Provided data START
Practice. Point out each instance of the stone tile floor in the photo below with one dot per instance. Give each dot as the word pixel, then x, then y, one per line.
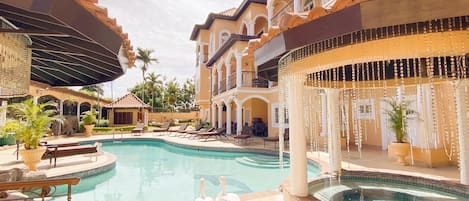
pixel 371 159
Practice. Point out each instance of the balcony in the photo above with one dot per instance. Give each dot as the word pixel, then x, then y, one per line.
pixel 287 8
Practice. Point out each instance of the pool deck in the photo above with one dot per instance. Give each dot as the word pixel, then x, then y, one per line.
pixel 370 160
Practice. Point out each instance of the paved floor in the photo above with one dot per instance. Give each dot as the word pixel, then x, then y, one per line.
pixel 371 159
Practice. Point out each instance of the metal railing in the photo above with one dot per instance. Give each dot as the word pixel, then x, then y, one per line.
pixel 287 8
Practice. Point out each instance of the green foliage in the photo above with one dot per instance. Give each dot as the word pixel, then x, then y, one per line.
pixel 31 121
pixel 396 118
pixel 89 117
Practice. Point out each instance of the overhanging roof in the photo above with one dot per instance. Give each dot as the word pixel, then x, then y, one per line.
pixel 74 43
pixel 226 46
pixel 212 16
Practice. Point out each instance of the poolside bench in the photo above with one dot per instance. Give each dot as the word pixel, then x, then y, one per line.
pixel 53 151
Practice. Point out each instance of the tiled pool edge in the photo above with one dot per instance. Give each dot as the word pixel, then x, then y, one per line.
pixel 438 185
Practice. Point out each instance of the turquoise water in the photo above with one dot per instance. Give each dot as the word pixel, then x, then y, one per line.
pixel 374 191
pixel 147 170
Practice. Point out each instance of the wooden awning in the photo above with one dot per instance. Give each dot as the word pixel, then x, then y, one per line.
pixel 74 42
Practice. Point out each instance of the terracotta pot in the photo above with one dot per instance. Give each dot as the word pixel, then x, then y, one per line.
pixel 31 157
pixel 401 150
pixel 89 130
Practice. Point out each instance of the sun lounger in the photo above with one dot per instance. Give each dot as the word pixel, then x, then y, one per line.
pixel 181 129
pixel 218 132
pixel 138 130
pixel 54 152
pixel 163 128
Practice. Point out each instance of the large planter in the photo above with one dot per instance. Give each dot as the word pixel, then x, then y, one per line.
pixel 89 130
pixel 31 157
pixel 401 151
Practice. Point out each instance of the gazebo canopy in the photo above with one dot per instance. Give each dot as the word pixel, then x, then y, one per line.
pixel 74 42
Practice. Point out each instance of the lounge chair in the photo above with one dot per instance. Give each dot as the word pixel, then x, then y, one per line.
pixel 54 152
pixel 218 132
pixel 275 139
pixel 163 128
pixel 181 129
pixel 138 130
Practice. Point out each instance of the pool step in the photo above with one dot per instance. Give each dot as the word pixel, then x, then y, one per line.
pixel 262 162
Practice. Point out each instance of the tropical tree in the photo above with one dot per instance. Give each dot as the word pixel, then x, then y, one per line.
pixel 154 84
pixel 144 56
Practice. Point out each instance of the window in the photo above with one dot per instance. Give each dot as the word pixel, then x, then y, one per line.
pixel 276 116
pixel 223 38
pixel 123 118
pixel 365 109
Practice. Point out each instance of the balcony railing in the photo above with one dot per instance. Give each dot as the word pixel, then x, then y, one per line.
pixel 287 8
pixel 222 87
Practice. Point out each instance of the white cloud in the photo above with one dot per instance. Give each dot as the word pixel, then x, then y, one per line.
pixel 165 26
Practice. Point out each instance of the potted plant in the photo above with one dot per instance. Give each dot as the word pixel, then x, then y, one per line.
pixel 398 123
pixel 89 119
pixel 30 124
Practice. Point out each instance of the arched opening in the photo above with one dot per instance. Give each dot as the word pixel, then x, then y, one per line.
pixel 260 25
pixel 255 116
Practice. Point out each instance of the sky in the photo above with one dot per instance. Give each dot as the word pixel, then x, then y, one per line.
pixel 164 26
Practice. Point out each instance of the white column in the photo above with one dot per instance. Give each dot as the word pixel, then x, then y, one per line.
pixel 61 108
pixel 228 118
pixel 220 118
pixel 462 116
pixel 239 118
pixel 213 115
pixel 298 161
pixel 3 113
pixel 35 99
pixel 270 13
pixel 333 139
pixel 296 6
pixel 228 71
pixel 239 70
pixel 251 28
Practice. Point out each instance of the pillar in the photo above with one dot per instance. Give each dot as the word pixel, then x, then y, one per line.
pixel 3 112
pixel 228 118
pixel 239 118
pixel 298 161
pixel 228 71
pixel 213 115
pixel 462 117
pixel 335 160
pixel 296 6
pixel 220 118
pixel 270 14
pixel 239 70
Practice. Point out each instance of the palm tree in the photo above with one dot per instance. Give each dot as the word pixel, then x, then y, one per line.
pixel 144 55
pixel 154 83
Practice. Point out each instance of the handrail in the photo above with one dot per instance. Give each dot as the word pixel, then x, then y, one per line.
pixel 45 184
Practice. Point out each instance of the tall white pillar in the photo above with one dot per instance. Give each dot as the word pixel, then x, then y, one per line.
pixel 298 161
pixel 228 118
pixel 228 72
pixel 220 118
pixel 296 6
pixel 3 113
pixel 270 14
pixel 335 160
pixel 213 116
pixel 239 70
pixel 462 116
pixel 239 118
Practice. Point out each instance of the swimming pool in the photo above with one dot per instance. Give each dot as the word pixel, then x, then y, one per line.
pixel 153 170
pixel 374 190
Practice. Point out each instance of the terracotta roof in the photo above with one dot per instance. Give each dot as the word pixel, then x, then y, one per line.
pixel 101 13
pixel 229 12
pixel 130 100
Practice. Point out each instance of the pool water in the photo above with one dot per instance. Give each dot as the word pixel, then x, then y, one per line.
pixel 151 170
pixel 373 191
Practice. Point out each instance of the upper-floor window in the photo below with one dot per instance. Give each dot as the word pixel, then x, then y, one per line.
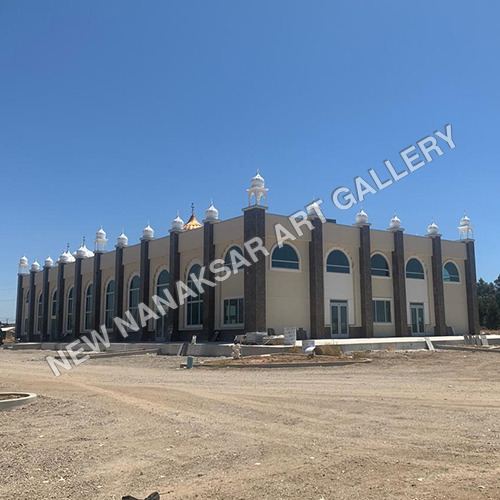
Provided data END
• **What you should do**
Could you copy every record exactly, without the pictures?

• **Exercise response**
Practice. Point out each instance of the stone tile floor in the photo below with one dot per instance. Give each dot as the word pixel, then x, then y, one per line.
pixel 371 159
Practice. Point out each instance of the balcony in the photo above with one dot per instance. Give each dot as the word pixel, then x, then y, one per line.
pixel 287 8
Practice. Point out each instance of the pool deck in the photo above with one dot per instance. Give each dot as the word pixel, then x, then y, one per line.
pixel 370 160
Practice. Point out each instance of the paved floor in the photo above with one dot per instance. Give each dot as the word pixel, then x, then y, one per line.
pixel 371 159
Practice. Point out each instance of the metal railing in the photo above with one dot per instance. Give each dot as the word pixel, then x, then y, one per line.
pixel 287 8
Practice. Point out each instance of the green foliage in the photo above with one dot per instance. Give each dot as the word pixel, then x, then y, one per line.
pixel 31 121
pixel 396 118
pixel 89 117
Practice. Point out each instance of the overhanging roof in the photo above with one dot per instance. Give each dot as the word pixel, then x, then y, one per line.
pixel 74 43
pixel 226 46
pixel 212 16
Practice. Point out each instance of the poolside bench in the photo above with one dot per instance. Give each dot as the word pixel, then x, then y, one per line.
pixel 53 151
Practice. Point out each instance of the tiled pool edge in the photo above with one dot per instance. Give each dot as the word pixel, then x, then y, one per line.
pixel 438 185
Practice. Point out each instance of the turquoise water in the photo above with one dot per instance. Give each dot as the word pixel, then x, then y, one per line.
pixel 374 191
pixel 147 170
Practice. Point out each instance of the wooden awning in the photo above with one dot per instance. Give each dot as the word pixel, then x, then y, one per line.
pixel 74 42
Practice. Point out each instance of the terracotta pot in the photo above with one dot per instance. Give each dot as the word pixel, then x, then y, one per line.
pixel 31 157
pixel 401 150
pixel 89 130
Practice. Point out each instance of the sun lounger in the photo above with one dot per instance. Give each dot as the word pixel, then x, then y, one per line.
pixel 181 129
pixel 218 132
pixel 138 130
pixel 54 152
pixel 163 128
Practice. Point out each instance of the large planter in the photo above with one dot per instance. Give each dot as the word pixel, then x, then y, one per line.
pixel 89 130
pixel 31 157
pixel 401 151
Practice. Point out each instance of the gazebo canopy in the photo above with one dot per instance. Give each dot as the word pixel, then x, then y, one per line.
pixel 74 42
Practice. Point out each instance of the lounge chair in the photo above with one dot per instance. Give each dot as the word pixel, then x, then y, one per line.
pixel 54 152
pixel 218 132
pixel 275 139
pixel 163 128
pixel 181 129
pixel 138 130
Practice. Point out each instance of the pool step in the photo above with one dot per instance. Give each dot as the word pixel, then x, then y, one per line.
pixel 262 162
Practice. Point out each instance of the tropical tree in the photo above with one dot per instance. Give each dot as the word pixel, then x, then y, one per line.
pixel 154 84
pixel 144 56
Practice. Point out each instance of the window in the photo above with one dot per instance. Give each dot as the word pixel, then x, then y, one per line.
pixel 276 116
pixel 223 38
pixel 123 118
pixel 365 109
Practice. Point out each instance of the balcony railing in the photo above with one dot per instance. Give each dot as the word pixel, then x, then y, one per line.
pixel 287 8
pixel 222 87
Practice. Point out each instance of the white cloud in the photo above with one dot per instance. Give each dot as the word pixel, then x, then y, one per line.
pixel 165 26
Practice. Point out each instance of the potted plant in the photo above with one dot per instance. Give each dot as the word pixel, then x, then y, one per line.
pixel 398 123
pixel 89 119
pixel 30 124
Practice. Point out each instance of the arched opening in the photo above with one dot per instance. Give each dot as the word pixel, then x, then y, one per line.
pixel 260 25
pixel 255 116
Practice. Point out each instance of the sky in the photo above with one dot per instance. Give each dot as the word pixel, then x, then y, one per line.
pixel 164 26
Practice. Point out each instance of the white column in the photo above with one dot per instance. Give each dot as the word pixel, then x, then y, one per line.
pixel 61 108
pixel 228 118
pixel 220 118
pixel 462 116
pixel 239 118
pixel 213 115
pixel 298 161
pixel 3 113
pixel 35 99
pixel 270 13
pixel 333 139
pixel 296 6
pixel 228 71
pixel 239 70
pixel 251 28
Practice. Point out each instance of the pillar in the photo above with one dot per instance. Give each dot as the word pixel, then x, then y, one per line.
pixel 3 112
pixel 228 118
pixel 239 118
pixel 298 161
pixel 228 71
pixel 213 115
pixel 462 117
pixel 335 160
pixel 296 6
pixel 220 118
pixel 270 14
pixel 239 70
Practice. Point out each instance of the palm tree in the photo above with one dot per instance. Give each dot as the word pixel, then x, then y, one per line.
pixel 144 55
pixel 154 83
Practice. Point out each instance of the handrail in the photo above with one dot per instance. Give each dot as the word pixel, then x, then y, one per line.
pixel 45 184
Practice. Point out each instance of the tall white pillar in the photo above with one dot per instance. Give each dot as the word pixel, then x, then y, one per line.
pixel 298 161
pixel 228 118
pixel 228 72
pixel 220 118
pixel 296 6
pixel 3 113
pixel 270 14
pixel 335 160
pixel 213 116
pixel 239 70
pixel 462 116
pixel 239 118
Practice. Point out each instance of the swimming pool in the photo above with one dot per instance. Give each dot as the word pixel, then x, then y, one per line.
pixel 153 170
pixel 374 190
Practice. Point out each instance of the terracotta roof in the photo above with one dot per instance. Give each dot as the word pixel, then x, then y, one per line.
pixel 101 13
pixel 229 12
pixel 130 100
Practice. Point out each instance of the pool water in the photo above with one dot per instance. Give each dot as the word pixel, then x, then y, one per line.
pixel 151 170
pixel 373 191
Practice. Point out each instance of the upper-floor window in the photo below with one dot per instance. Give each dot as the word pixel, then x, then y, one per line.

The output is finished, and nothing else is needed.